**YOUR TASK**.
Each line of the records that includes "tower" should be found and copied.

*** GIVEN DATA ***

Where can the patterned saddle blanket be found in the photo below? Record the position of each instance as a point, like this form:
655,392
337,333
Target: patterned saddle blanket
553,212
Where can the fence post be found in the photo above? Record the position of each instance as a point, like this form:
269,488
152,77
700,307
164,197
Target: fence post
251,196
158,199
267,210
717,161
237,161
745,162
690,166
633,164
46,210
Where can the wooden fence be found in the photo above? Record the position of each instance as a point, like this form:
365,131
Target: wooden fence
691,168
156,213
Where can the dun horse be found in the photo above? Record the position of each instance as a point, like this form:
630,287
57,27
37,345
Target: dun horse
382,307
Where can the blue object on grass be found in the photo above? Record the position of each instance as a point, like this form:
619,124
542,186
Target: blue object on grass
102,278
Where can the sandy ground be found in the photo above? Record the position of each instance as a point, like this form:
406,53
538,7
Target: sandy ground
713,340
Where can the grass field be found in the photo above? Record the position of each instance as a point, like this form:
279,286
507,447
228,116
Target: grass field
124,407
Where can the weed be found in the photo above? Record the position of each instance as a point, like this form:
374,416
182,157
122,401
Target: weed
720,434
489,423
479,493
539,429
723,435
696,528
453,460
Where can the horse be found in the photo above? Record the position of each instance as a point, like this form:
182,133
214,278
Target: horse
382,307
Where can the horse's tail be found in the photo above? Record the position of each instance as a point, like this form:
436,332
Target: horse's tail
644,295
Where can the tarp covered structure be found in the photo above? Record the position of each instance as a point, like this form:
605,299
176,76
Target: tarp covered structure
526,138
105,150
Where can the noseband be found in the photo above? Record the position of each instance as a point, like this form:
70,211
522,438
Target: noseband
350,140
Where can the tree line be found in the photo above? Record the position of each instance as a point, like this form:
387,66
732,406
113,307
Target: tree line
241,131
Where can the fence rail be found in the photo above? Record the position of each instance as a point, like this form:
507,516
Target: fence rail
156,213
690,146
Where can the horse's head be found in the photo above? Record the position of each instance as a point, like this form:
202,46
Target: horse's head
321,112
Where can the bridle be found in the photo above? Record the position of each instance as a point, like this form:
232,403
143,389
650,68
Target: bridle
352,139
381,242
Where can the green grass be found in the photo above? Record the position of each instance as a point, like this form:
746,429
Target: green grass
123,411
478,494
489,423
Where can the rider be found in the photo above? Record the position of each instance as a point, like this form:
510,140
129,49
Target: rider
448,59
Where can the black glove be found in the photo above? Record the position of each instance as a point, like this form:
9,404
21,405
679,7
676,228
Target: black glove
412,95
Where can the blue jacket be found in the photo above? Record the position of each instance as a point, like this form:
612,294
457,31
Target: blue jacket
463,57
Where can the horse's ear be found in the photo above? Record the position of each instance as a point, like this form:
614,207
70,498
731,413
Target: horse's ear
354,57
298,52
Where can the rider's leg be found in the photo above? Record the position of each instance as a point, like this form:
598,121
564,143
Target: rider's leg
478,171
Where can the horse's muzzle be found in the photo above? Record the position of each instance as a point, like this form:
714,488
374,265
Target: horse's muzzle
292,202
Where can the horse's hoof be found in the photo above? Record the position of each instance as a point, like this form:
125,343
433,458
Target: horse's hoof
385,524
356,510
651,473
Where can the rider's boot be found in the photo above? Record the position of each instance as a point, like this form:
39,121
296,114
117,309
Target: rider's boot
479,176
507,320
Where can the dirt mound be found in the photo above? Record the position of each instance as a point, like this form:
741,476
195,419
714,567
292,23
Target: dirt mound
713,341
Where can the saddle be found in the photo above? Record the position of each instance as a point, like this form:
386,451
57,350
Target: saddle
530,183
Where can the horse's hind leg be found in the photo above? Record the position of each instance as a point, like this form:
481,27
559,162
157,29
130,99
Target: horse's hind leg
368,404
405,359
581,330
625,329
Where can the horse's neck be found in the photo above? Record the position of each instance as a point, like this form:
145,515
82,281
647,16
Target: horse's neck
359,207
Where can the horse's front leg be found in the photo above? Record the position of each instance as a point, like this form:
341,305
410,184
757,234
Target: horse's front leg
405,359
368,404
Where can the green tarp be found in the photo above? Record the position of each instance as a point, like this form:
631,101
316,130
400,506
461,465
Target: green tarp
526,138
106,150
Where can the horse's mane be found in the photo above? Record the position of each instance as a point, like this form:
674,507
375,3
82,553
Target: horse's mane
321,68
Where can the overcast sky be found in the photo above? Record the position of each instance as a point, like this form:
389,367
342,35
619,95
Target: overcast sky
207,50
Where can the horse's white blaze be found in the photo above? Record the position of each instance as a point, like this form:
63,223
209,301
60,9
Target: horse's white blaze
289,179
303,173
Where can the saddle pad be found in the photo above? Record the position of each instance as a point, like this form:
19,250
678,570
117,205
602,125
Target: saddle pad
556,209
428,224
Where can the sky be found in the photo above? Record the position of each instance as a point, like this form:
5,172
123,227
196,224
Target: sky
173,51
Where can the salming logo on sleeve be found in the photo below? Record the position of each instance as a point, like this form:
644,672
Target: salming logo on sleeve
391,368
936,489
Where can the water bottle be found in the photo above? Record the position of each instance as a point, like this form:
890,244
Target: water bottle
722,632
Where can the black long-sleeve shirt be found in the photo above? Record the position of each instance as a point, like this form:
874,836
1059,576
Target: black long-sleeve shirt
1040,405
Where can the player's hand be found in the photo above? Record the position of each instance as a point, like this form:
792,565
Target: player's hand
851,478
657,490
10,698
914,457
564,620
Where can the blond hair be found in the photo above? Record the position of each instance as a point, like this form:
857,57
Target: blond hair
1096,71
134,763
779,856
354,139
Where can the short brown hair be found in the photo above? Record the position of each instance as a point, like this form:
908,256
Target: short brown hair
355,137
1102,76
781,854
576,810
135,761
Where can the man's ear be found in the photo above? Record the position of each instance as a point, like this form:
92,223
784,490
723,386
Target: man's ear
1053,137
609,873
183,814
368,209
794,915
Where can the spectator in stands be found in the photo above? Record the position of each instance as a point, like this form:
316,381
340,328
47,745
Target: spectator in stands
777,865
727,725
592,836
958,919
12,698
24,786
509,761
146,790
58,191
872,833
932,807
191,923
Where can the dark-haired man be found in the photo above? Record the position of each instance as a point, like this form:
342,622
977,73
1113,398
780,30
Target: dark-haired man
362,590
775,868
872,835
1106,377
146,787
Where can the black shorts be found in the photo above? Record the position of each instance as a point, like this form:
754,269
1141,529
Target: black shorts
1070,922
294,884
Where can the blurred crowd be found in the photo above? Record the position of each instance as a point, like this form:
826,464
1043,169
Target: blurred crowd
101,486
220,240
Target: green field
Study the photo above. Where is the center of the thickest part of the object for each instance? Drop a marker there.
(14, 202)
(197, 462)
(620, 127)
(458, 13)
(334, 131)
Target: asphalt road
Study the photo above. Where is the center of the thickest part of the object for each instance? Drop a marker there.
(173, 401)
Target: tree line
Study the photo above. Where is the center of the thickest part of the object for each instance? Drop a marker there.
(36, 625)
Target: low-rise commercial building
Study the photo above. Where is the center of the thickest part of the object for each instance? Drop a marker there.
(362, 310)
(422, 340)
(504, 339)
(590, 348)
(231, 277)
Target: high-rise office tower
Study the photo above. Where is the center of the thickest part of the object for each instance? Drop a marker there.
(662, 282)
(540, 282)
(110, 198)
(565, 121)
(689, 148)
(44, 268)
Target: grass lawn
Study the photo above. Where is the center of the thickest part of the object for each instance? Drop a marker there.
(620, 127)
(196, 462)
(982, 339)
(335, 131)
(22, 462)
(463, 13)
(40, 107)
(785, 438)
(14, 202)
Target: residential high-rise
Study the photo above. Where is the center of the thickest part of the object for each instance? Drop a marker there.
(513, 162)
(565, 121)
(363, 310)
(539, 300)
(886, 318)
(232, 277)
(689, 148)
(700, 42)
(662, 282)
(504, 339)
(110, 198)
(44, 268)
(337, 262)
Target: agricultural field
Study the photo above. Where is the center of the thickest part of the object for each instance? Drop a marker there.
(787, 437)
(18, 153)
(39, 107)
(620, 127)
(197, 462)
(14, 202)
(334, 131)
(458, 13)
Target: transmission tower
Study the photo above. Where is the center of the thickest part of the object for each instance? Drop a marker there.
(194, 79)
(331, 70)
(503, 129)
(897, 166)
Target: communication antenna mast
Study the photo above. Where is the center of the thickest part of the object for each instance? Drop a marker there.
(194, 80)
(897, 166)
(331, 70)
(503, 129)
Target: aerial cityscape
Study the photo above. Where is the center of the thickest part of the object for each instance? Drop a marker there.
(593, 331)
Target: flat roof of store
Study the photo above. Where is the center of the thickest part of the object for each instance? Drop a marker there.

*** End of GIVEN DATA ***

**WRITTEN RESPONSE**.
Target: high-rise office tower
Target: transmission tower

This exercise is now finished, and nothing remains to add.